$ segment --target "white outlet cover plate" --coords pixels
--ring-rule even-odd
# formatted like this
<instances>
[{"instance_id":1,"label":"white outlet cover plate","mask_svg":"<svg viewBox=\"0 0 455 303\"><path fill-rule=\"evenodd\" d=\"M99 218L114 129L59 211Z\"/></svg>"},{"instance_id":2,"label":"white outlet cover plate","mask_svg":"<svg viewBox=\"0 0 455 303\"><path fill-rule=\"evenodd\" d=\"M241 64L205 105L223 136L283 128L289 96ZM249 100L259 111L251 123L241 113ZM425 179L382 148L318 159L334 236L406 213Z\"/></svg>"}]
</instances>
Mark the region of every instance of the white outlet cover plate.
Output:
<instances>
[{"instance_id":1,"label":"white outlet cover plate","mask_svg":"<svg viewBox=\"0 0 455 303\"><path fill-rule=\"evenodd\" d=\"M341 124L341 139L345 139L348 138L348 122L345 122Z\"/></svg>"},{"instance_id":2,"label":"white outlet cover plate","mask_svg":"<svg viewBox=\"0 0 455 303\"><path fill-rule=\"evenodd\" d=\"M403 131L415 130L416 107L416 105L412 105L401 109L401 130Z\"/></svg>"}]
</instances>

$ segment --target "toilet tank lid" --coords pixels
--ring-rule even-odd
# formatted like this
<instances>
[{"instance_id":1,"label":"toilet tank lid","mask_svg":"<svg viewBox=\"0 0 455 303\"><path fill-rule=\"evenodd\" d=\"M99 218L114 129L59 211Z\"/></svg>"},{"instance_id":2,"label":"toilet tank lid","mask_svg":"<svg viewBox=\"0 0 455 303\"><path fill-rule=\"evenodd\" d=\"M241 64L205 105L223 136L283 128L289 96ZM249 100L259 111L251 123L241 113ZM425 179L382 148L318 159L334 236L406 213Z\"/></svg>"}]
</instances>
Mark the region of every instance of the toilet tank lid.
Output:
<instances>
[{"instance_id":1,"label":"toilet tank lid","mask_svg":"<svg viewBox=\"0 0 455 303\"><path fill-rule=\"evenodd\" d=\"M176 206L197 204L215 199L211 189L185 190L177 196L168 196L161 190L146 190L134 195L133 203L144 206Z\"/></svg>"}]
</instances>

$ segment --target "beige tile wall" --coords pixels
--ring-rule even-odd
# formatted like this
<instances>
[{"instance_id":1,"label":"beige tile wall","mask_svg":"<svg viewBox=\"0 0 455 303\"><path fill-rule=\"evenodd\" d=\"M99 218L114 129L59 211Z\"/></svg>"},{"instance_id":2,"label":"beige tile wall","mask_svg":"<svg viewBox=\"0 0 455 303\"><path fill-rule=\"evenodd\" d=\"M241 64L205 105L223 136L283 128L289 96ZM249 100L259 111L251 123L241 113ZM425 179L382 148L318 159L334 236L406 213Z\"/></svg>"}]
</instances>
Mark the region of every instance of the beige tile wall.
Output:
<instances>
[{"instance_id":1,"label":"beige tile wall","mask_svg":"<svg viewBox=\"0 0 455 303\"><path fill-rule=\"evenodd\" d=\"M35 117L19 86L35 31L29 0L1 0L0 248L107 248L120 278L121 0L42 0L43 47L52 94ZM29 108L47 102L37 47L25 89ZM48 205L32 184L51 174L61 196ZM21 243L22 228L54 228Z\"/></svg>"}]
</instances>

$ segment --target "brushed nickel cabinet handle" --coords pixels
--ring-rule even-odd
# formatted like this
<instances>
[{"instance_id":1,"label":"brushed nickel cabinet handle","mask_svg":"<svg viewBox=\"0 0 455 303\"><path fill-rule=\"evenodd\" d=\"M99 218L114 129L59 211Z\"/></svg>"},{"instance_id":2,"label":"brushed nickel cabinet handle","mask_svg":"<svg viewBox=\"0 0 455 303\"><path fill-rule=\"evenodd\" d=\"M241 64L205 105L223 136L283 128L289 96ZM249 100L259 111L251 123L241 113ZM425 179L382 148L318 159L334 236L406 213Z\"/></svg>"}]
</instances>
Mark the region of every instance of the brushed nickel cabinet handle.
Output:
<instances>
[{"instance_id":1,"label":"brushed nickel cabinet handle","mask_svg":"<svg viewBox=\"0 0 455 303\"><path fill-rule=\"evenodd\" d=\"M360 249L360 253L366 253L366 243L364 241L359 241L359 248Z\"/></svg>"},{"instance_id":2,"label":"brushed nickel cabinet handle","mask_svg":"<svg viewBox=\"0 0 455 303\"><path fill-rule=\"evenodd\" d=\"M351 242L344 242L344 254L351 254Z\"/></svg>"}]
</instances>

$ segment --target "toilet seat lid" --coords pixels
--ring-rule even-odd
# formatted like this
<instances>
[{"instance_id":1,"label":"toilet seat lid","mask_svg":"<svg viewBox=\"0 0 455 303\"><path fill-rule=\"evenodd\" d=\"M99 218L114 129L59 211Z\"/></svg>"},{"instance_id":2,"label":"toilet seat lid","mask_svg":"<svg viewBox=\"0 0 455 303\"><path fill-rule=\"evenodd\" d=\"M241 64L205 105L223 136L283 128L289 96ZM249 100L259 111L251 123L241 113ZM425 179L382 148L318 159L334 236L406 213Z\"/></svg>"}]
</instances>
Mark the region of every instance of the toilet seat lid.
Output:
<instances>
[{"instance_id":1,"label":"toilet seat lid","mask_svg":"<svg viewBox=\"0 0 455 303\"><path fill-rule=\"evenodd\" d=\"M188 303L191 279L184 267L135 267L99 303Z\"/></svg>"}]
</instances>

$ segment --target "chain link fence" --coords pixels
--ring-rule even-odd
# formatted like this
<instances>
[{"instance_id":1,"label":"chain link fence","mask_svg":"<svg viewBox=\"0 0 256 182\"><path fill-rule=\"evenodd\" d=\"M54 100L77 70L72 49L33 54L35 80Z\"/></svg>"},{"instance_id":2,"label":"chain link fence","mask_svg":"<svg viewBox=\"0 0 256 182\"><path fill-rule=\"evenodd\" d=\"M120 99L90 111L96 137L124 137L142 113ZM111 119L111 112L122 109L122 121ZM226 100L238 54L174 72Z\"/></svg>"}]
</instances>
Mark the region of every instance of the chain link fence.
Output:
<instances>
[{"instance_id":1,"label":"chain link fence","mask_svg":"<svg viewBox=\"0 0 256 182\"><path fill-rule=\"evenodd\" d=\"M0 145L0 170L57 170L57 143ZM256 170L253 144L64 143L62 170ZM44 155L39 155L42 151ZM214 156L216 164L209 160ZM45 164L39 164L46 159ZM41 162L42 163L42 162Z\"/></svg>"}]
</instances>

•••••

#### Compito da svolgere:
Individui nel materiale ogni riga in cui compare la stringa "segment" e la ricopi.

#### Risultato corretto:
$ segment --target "white outlet cover plate" --coords pixels
$ segment --target "toilet tank lid" --coords pixels
$ segment --target "beige tile wall" --coords pixels
$ segment --target "brushed nickel cabinet handle" --coords pixels
$ segment --target "toilet seat lid" --coords pixels
$ segment --target "chain link fence" --coords pixels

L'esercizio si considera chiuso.